§ EXCERPT TO READ:
···
On a warm September day during my senior year of high school, I was sitting outside eating lunch and mindlessly scrolling on Instagram. Then I saw an advertisement for the UT Promise Scholarship offering “free tuition and fees at any University of Tennessee college for students under a certain income.”
This caught my attention.
I debated clicking on the link. “It’s too good to be true,” I thought. Followed by, “This may give my device a virus.”
But I decided to take a chance.
That decision sent my life on a path I never dreamed of.
For me, college wasn’t a given. I am a first-generation college student.
I wasn’t going to apply to a four-year school. I thought that I couldn’t afford it, so what was the point?
I originally planned to get my associate degree and then, hopefully, move on to a four-year college to finish my bachelor’s degree. If I could afford it. That seemed like a big if. Yet, I knew I wanted more for myself. I was determined to work hard and pave my own way.
I’ve never been happier that something didn’t go as planned.
The same day I found the advertisement, I applied for the UT Promise Scholarship. I also filled out the applications for the University of Tennessee, Knoxville and the University of Tennessee at Chattanooga.
About a week later, I was accepted to both schools.
···
§ GIVEN ENTRIES:

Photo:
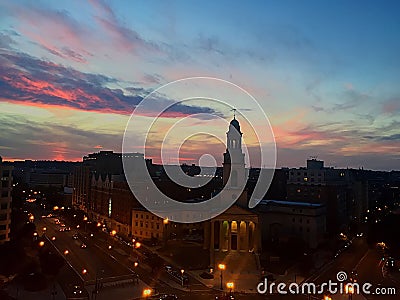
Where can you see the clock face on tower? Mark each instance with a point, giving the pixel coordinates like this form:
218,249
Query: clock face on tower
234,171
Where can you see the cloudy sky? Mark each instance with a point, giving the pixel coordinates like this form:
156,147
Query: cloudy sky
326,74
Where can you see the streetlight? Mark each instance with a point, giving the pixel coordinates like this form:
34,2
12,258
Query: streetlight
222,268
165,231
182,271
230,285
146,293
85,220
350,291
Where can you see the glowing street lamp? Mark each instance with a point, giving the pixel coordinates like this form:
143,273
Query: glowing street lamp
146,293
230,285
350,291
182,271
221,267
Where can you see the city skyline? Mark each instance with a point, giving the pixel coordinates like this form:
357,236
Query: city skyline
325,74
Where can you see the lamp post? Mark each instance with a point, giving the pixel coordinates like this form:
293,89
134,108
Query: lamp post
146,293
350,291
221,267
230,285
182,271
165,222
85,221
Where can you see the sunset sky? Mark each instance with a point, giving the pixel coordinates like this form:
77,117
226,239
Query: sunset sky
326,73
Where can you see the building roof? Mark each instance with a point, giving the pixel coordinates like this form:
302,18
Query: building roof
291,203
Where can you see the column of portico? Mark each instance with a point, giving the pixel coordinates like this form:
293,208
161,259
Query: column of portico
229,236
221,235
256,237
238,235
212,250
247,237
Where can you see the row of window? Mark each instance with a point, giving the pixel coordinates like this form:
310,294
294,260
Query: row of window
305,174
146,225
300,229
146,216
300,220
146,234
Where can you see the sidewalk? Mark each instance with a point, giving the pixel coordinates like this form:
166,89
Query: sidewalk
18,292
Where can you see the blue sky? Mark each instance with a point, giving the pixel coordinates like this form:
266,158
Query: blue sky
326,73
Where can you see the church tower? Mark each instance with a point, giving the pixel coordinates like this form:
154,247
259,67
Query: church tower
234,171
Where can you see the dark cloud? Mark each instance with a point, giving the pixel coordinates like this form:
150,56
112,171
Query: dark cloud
···
§ TASK SET:
A) In the scholarship excerpt, which two universities did the writer apply to on the day the advertisement appeared?
B) Condense the paragraph of the scholarship excerpt that begins "I originally planned to get my associate degree" into a shorter version that keeps its main facts.
C) From the scholarship excerpt, quote the passage starting with "That decision sent" and going on through "go as planned.".
The entries have nothing to do with what is asked here.

§ YOUR WRITTEN ANSWERS:
A) The University of Tennessee, Knoxville and the University of Tennessee at Chattanooga.

B) The writer first planned to earn an associate degree and then, if it proved affordable, which seemed uncertain, transfer to a four-year college for a bachelor's degree. Still, the writer wanted more and was determined to work hard and make a way.

C)
That decision sent my life on a path I never dreamed of.
For me, college wasn’t a given. I am a first-generation college student.
I wasn’t going to apply to a four-year school. I thought that I couldn’t afford it, so what was the point?
I originally planned to get my associate degree and then, hopefully, move on to a four-year college to finish my bachelor’s degree. If I could afford it. That seemed like a big if. Yet, I knew I wanted more for myself. I was determined to work hard and pave my own way.
I’ve never been happier that something didn’t go as planned.